== Your objective ==
Are you able to retype all the records below exactly?

Some records
━━━

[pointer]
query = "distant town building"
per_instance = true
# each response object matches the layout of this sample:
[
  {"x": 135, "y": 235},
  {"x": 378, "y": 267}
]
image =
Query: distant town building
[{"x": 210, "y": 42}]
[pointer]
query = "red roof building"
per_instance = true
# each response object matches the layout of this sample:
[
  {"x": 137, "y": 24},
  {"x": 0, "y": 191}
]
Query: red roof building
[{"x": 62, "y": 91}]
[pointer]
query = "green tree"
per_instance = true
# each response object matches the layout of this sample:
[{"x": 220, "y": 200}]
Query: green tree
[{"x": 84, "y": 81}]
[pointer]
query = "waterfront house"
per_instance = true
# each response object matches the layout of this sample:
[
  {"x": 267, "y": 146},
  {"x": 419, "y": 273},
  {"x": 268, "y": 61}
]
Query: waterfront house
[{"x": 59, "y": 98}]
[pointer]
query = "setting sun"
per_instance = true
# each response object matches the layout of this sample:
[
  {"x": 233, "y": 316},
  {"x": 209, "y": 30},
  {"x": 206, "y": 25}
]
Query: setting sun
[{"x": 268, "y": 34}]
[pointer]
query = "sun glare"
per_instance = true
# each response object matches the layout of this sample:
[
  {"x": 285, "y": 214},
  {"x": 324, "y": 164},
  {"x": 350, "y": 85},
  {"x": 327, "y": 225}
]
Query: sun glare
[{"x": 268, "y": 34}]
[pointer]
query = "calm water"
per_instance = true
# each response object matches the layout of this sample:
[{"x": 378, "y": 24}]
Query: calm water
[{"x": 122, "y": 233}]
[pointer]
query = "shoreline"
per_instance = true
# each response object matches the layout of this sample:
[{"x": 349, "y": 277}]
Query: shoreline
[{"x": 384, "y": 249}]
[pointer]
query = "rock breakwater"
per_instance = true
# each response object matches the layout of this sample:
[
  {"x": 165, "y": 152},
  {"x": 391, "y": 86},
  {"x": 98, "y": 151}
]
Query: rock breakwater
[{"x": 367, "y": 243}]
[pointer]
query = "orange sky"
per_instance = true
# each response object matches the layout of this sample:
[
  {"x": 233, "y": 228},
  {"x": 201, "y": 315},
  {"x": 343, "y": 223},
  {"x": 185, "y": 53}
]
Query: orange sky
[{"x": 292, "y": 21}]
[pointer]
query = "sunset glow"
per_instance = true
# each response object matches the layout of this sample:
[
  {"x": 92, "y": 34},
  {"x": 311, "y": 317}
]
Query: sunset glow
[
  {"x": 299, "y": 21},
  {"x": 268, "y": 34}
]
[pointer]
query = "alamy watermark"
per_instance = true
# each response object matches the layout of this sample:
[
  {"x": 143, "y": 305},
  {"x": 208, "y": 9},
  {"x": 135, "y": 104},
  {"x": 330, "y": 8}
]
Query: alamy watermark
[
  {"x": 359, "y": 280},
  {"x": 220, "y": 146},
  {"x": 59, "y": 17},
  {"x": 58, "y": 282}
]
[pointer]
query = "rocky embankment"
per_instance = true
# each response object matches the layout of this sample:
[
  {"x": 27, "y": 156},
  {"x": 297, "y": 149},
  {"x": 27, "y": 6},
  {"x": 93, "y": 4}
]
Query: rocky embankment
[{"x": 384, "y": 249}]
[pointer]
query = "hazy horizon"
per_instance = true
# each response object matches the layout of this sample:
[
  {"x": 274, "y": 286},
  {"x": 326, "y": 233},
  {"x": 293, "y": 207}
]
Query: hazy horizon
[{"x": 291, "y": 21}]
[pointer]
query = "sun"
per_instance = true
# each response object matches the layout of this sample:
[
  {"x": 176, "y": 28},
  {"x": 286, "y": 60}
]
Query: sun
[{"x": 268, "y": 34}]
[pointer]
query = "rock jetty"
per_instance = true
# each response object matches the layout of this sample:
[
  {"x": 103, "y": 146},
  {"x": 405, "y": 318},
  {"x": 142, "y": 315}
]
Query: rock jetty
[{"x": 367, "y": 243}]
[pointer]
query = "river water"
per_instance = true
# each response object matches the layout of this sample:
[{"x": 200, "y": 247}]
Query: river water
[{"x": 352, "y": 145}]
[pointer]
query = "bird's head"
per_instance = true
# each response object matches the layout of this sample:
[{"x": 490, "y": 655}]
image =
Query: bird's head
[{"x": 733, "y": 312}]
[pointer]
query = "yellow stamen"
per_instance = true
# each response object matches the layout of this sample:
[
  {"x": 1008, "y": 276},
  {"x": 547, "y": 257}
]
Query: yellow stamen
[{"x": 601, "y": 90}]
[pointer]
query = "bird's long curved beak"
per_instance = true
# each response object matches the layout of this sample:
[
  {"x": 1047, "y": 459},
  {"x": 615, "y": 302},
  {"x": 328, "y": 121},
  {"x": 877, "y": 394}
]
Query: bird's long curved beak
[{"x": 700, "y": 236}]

━━━

== Written response ==
[pointer]
query = "distant town building"
per_instance = true
# each response object matches the layout of this sample:
[
  {"x": 135, "y": 235},
  {"x": 378, "y": 267}
]
image =
Query: distant town building
[{"x": 210, "y": 42}]
[pointer]
query = "red roof building"
per_instance = true
# each response object matches the layout of this sample:
[
  {"x": 137, "y": 24},
  {"x": 0, "y": 191}
]
Query: red roof building
[{"x": 62, "y": 91}]
[pointer]
query = "green tree"
per_instance = true
# each response object matches the layout of this sample:
[{"x": 220, "y": 200}]
Query: green tree
[{"x": 84, "y": 81}]
[pointer]
query = "waterfront house"
per_instance = true
# each response object matches the layout of this sample:
[
  {"x": 267, "y": 146},
  {"x": 419, "y": 273},
  {"x": 268, "y": 61}
]
Query: waterfront house
[{"x": 59, "y": 98}]
[pointer]
query = "setting sun"
per_instance = true
# each response object matches the layout of this sample:
[
  {"x": 233, "y": 316},
  {"x": 209, "y": 30},
  {"x": 206, "y": 25}
]
Query: setting sun
[{"x": 268, "y": 34}]
[pointer]
query = "sun glare"
per_instance = true
# each response object matches the layout of this sample:
[
  {"x": 285, "y": 214},
  {"x": 324, "y": 164},
  {"x": 350, "y": 85},
  {"x": 327, "y": 225}
]
Query: sun glare
[{"x": 268, "y": 34}]
[pointer]
query = "calm water"
per_instance = true
# each response object matches the layout of this sample:
[{"x": 378, "y": 24}]
Query: calm water
[{"x": 122, "y": 233}]
[pointer]
query = "shoreline"
per_instance = true
# each response object matches the layout of this sample:
[{"x": 349, "y": 277}]
Query: shoreline
[{"x": 384, "y": 249}]
[pointer]
query = "rock breakwater"
per_instance = true
# each response object matches the layout of this sample:
[
  {"x": 165, "y": 152},
  {"x": 391, "y": 86},
  {"x": 98, "y": 151}
]
Query: rock breakwater
[{"x": 367, "y": 243}]
[pointer]
query = "orange sky"
per_instance = true
# each response object matches the layout of this sample:
[
  {"x": 233, "y": 228},
  {"x": 201, "y": 315},
  {"x": 343, "y": 223},
  {"x": 185, "y": 53}
]
Query: orange sky
[{"x": 292, "y": 21}]
[pointer]
query = "sunset glow"
per_instance = true
# each response object matches the layout of this sample:
[
  {"x": 92, "y": 34},
  {"x": 311, "y": 317}
]
Query: sunset glow
[
  {"x": 299, "y": 21},
  {"x": 268, "y": 34}
]
[pointer]
query = "alamy watermark"
per_instance = true
# each response object matches the layout of this sample:
[
  {"x": 143, "y": 305},
  {"x": 208, "y": 9},
  {"x": 135, "y": 104},
  {"x": 330, "y": 8}
]
Query: alamy watermark
[
  {"x": 359, "y": 280},
  {"x": 220, "y": 146},
  {"x": 59, "y": 17},
  {"x": 58, "y": 282}
]
[pointer]
query = "rocky embankment"
per_instance = true
# each response object matches the layout of this sample:
[
  {"x": 27, "y": 156},
  {"x": 297, "y": 149},
  {"x": 27, "y": 6},
  {"x": 93, "y": 4}
]
Query: rocky embankment
[{"x": 384, "y": 249}]
[pointer]
query = "hazy horizon"
per_instance = true
# each response object matches the layout of this sample:
[
  {"x": 274, "y": 286},
  {"x": 326, "y": 233},
  {"x": 293, "y": 207}
]
Query: hazy horizon
[{"x": 291, "y": 21}]
[pointer]
query = "sun"
per_instance = true
# each response object matches the layout of this sample:
[
  {"x": 176, "y": 28},
  {"x": 286, "y": 60}
]
Query: sun
[{"x": 268, "y": 34}]
[pointer]
query = "rock jetty"
per_instance = true
# each response object matches the layout of this sample:
[
  {"x": 103, "y": 146},
  {"x": 405, "y": 318},
  {"x": 142, "y": 315}
]
Query: rock jetty
[{"x": 367, "y": 243}]
[pointer]
query = "river water"
per_instance = true
# each response object matches the layout of this sample:
[{"x": 200, "y": 247}]
Query: river water
[{"x": 352, "y": 145}]
[pointer]
query = "bird's head"
per_instance = true
# each response object matches the layout of this sample:
[{"x": 490, "y": 655}]
image =
Query: bird's head
[{"x": 733, "y": 312}]
[pointer]
query = "yellow stamen"
per_instance = true
# each response object matches the layout of this sample:
[
  {"x": 1008, "y": 276},
  {"x": 547, "y": 257}
]
Query: yellow stamen
[{"x": 601, "y": 90}]
[pointer]
query = "bird's long curved beak"
per_instance = true
# each response object matches the layout of this sample:
[
  {"x": 1047, "y": 459},
  {"x": 615, "y": 302},
  {"x": 328, "y": 121},
  {"x": 877, "y": 394}
]
Query: bird's long curved beak
[{"x": 700, "y": 236}]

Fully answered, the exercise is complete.